Exercise brief - Render the rows below as a numbered list, starting at the line that contains "If you would be willing to mark the blue" and continuing through the last line of the rows, with both ends included. Leave out any blank lines.

A run of rows -
-------------------------

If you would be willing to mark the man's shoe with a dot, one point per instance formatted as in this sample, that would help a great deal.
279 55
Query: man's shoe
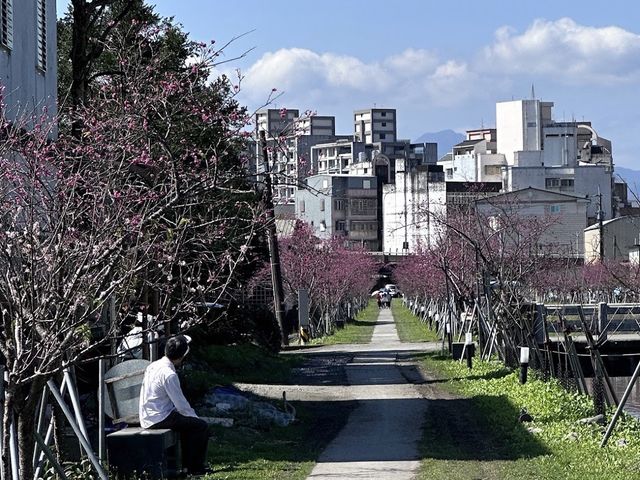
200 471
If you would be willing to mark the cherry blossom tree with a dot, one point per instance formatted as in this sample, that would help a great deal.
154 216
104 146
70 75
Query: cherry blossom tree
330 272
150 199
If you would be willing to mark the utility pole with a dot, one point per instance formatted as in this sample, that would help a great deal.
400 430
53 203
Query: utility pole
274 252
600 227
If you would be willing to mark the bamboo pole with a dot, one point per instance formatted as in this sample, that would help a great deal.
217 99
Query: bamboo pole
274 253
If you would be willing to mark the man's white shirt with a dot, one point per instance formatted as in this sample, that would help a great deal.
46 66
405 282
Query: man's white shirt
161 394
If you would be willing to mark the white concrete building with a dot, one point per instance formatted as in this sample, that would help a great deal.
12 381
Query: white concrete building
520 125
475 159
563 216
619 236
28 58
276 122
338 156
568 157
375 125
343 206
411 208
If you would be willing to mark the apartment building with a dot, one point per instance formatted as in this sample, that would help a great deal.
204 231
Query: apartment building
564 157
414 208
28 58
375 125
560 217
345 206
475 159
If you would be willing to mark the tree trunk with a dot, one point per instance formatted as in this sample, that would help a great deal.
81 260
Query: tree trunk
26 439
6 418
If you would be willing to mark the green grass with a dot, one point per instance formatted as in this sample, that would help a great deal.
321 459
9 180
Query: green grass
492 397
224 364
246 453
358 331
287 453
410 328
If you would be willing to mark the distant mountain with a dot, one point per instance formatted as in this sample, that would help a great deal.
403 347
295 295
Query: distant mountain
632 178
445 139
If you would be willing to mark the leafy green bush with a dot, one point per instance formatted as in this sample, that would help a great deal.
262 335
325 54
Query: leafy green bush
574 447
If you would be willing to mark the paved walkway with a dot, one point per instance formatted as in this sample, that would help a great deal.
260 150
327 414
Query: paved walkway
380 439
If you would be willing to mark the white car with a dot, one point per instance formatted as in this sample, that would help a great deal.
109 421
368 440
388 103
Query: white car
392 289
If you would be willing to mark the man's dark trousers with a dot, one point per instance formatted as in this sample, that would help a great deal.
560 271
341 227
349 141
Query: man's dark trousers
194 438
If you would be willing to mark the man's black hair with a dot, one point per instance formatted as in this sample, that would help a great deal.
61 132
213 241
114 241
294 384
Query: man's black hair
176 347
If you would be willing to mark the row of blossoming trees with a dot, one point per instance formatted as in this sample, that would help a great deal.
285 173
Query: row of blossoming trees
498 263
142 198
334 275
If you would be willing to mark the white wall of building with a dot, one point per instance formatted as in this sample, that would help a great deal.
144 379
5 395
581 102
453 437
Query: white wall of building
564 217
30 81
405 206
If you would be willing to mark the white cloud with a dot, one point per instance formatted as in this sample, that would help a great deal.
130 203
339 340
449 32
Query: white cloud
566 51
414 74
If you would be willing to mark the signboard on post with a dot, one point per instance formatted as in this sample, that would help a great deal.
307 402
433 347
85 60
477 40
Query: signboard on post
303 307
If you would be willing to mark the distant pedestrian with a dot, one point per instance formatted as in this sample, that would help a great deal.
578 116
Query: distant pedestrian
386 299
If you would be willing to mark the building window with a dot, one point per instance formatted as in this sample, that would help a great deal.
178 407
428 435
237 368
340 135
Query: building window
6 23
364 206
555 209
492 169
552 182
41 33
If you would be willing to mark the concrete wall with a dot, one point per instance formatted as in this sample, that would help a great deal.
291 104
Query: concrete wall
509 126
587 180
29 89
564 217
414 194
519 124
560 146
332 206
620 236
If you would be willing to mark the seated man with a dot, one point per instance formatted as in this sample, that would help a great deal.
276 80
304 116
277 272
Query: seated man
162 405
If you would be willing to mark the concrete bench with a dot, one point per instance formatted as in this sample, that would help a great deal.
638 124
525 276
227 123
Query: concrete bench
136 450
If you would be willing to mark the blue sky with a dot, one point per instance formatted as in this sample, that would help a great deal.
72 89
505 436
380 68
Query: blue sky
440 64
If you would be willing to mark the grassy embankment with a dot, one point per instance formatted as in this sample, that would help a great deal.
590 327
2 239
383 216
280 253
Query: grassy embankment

-------------------------

Expected answer -
1. If you would be willing to mark the blue sky with a dot, one point per instance formatted as in this sample, that would help a great deal.
2. 72 89
3. 505 436
4. 380 68
5. Query: blue sky
6. 440 64
7. If you would be willing to mark the grassy embankment with a dot, one point per instance formatted as in this sample, that would help a great deal.
8. 590 327
9. 2 239
10. 383 216
11. 280 253
12. Query: grassy embankment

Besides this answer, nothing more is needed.